------ SOURCE ------
You know ... several people are right about one thing. And though they all seem to say it in a different way, it comes down to one thing:

You need to make a decision.

You've been in limbo on several topics for several reasons for possibly several months now. It's tiring, isn't it? You know it needs to stop - it's only contributing to this ongoing depression. I know it's not always as easy as saying to yourself, "this is it," and taking that step toward truly progressing.

Progressing.

That sounds so ... nice. It sounds like more than just getting over or through or along with this or that. It sounds like completion. And, be honest with yourself, that is really what you've been looking for. You want to have confidence in your career path and your relationships and your self, and who doesn't? It's normal. Right now, though, the confidence lasts for maybe a week or two before it starts to feel wrong. You want so much ... you deserve so much for it to feel right. You really do.

Do you know that?

You have come quite a way already through counseling and making true attempts to start identifying with your self as opposed to others. You went from having a good day and then a bad day, good/bad, good/bad, etc ... To having a good week and then maybe a few bad days ... a good couple weeks and a handful of bad days ... a good month (and it was a good month) and a bad end of a week. Things are getting better all the time.

Please (please please please) have respect enough for yourself to see that things are improving and to have confidence in that. Remember what you wrote once, as I have seen it several times since:

It begins with the self.

You're better ... cello is better ... relationships are better (or at least healthier) ... life, ultimately ... will also get better.

Hang in there.

: D

All my love,

Me

 


Saturday, December 16, 2006

Dear You,

There are times where I appreciate the things you say, and others ... where I just don't.

"... but you absolutely need to find a way for you to be happier. For now, cello is your major. For now, cello, is the only thing you need to make better. For now, you need to live for the cello."

Finding a way for me to be happier most often has very little, very much of the time, to do with my cello playing. Sure, performance gives me a natural high, but that has never amounted to much other than feeling good for and hour or two.
------ DATA ------
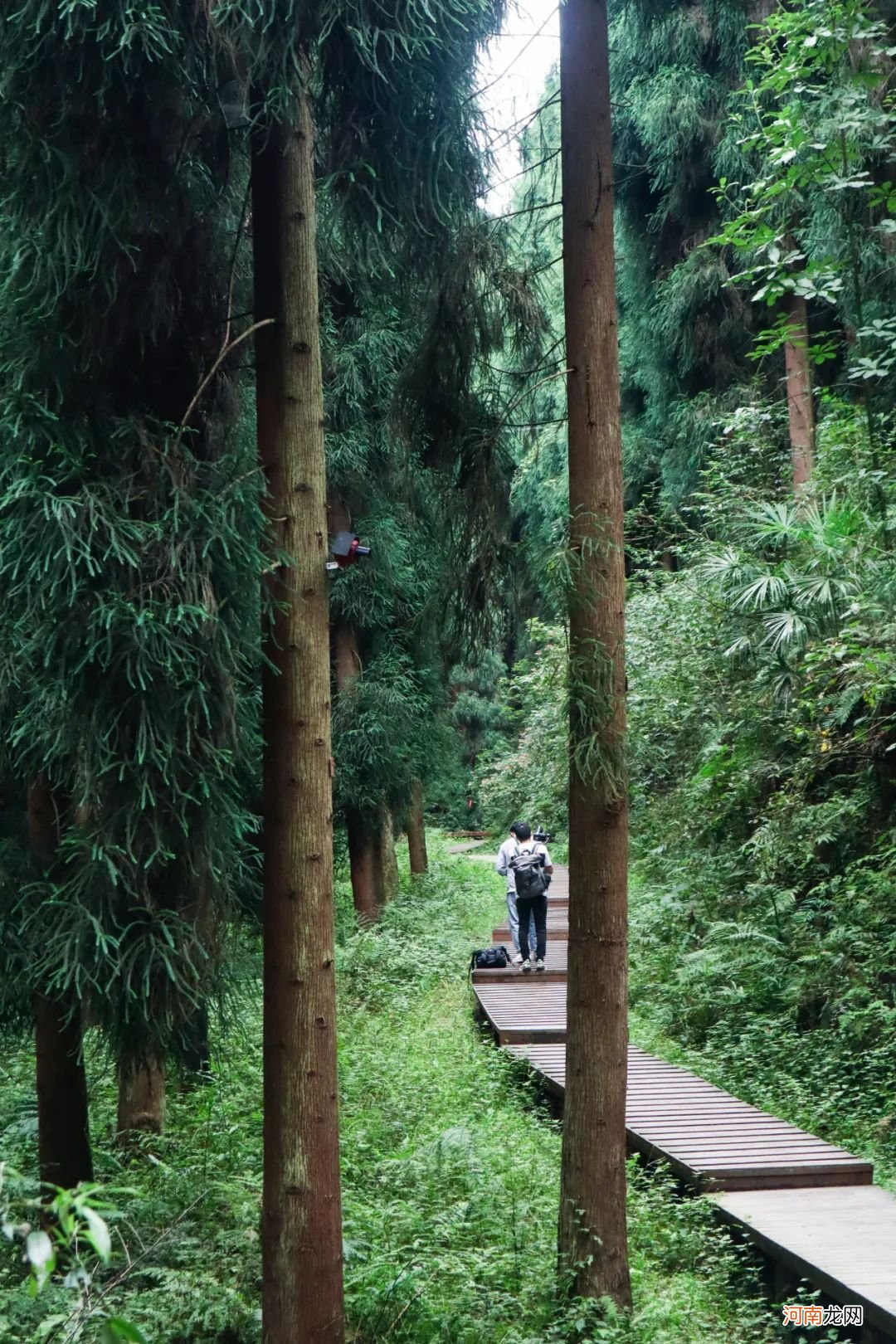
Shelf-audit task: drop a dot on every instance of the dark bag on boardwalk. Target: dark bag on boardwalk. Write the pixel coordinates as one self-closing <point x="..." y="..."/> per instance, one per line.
<point x="528" y="873"/>
<point x="490" y="958"/>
------
» STATED GOAL 1:
Using the letters above about cello and self-confidence, answer each question on its own line:
(a) What sentence does the first letter remind the reader they once wrote?
(b) What date heads the second letter?
(c) According to the second letter, how long does the natural high from performance usually last?
» STATED GOAL 2:
Write the next part of the letter about cello and happiness, picking up after its final sentence.

» RIGHT ANSWER 1:
(a) "It begins with the self."
(b) Saturday, December 16, 2006
(c) An hour or two

» RIGHT ANSWER 2:
Feeling good is not being happy.

Yes, for now cello is my major. And I can devote time and energy into making the most of it. What I cannot devote is all of me, because cello is not the only thing I need to make better. The mere suggestion of such a thing is ridiculous. I need to be better first.

I need to get to the point where I can acknowledge my needs. Then, I need to get to the point where my needs can come before the bullshit. Not all the time, naturally, but when I feel I can't take any more of the bullshit. For a while now, I have denied myself the chance to be complete - and the longer I do so, the harder finding completion will be. I have allowed myself to become distracted by the things that will never truly matter when it comes to my self. Constantly worrying about how many hours I do this or that, for fear of what? Submitting myself to harmful relationships, in hopes of what? Allowing the criticism of others to get under my skin, from lack of what?

For fear that I won't "make it."

In hope that someday they'll change.

From lack of a solid opinion of who I am.

All of these things and more are what I have allowed to hold me back as a person, not a cellist. In my opinion, the latter cannot complete someone. Completed in the sense that they've lived.

For now I need to live for the cello?

No.

For now and forever I need to live for my self. The cello is only a part of who I am, and I don't give a damn how much it has defined you in your life.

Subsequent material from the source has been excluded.